The lines to copy are those in the listing that hold the word "orange".

(INPUT MATERIAL begins)

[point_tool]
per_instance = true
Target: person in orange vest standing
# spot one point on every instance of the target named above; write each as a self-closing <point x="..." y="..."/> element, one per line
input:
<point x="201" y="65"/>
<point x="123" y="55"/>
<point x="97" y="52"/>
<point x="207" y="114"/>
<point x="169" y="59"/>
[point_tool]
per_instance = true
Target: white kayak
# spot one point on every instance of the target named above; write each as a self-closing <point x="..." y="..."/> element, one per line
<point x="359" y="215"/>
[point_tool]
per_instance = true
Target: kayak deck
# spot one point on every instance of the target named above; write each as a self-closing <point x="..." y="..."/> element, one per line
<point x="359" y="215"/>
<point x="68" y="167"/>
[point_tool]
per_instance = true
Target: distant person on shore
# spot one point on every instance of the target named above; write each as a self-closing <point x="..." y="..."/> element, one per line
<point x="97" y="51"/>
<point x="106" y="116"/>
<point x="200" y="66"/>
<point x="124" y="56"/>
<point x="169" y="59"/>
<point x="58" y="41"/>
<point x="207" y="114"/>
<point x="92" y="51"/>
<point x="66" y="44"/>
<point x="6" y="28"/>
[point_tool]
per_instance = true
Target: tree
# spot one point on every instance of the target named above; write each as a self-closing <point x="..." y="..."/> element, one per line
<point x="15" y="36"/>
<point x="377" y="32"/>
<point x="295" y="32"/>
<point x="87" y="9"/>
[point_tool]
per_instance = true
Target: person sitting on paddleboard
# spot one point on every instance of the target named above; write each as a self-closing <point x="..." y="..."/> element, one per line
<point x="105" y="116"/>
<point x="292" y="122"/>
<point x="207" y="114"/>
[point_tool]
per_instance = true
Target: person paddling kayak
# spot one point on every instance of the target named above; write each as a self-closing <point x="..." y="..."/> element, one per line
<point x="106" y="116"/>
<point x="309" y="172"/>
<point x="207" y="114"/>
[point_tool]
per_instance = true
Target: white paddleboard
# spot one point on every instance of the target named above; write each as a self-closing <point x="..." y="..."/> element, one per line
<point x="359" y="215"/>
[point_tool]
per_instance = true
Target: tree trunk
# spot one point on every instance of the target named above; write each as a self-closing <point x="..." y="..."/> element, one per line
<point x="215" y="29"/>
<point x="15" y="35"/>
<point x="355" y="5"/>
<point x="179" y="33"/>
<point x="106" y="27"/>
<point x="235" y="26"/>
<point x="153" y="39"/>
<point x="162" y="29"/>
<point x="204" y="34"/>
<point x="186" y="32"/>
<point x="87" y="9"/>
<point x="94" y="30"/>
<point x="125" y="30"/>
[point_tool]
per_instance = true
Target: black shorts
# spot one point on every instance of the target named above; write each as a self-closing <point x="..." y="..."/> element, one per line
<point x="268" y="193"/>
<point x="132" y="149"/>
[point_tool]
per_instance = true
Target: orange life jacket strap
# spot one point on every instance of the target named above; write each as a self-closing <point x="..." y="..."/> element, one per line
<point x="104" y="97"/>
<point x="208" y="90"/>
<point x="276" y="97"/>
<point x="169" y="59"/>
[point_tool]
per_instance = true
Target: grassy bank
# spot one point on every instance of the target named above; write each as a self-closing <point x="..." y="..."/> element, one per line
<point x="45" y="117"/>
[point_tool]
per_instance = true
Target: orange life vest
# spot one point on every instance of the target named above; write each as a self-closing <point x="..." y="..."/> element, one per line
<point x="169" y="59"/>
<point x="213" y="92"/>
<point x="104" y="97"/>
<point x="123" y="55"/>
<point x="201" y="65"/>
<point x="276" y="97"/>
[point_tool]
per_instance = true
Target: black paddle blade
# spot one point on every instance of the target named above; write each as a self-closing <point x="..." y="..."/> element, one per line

(INPUT MATERIAL ends)

» **FINAL ANSWER**
Target: person in orange vest standing
Target: orange life jacket strap
Target: orange life vest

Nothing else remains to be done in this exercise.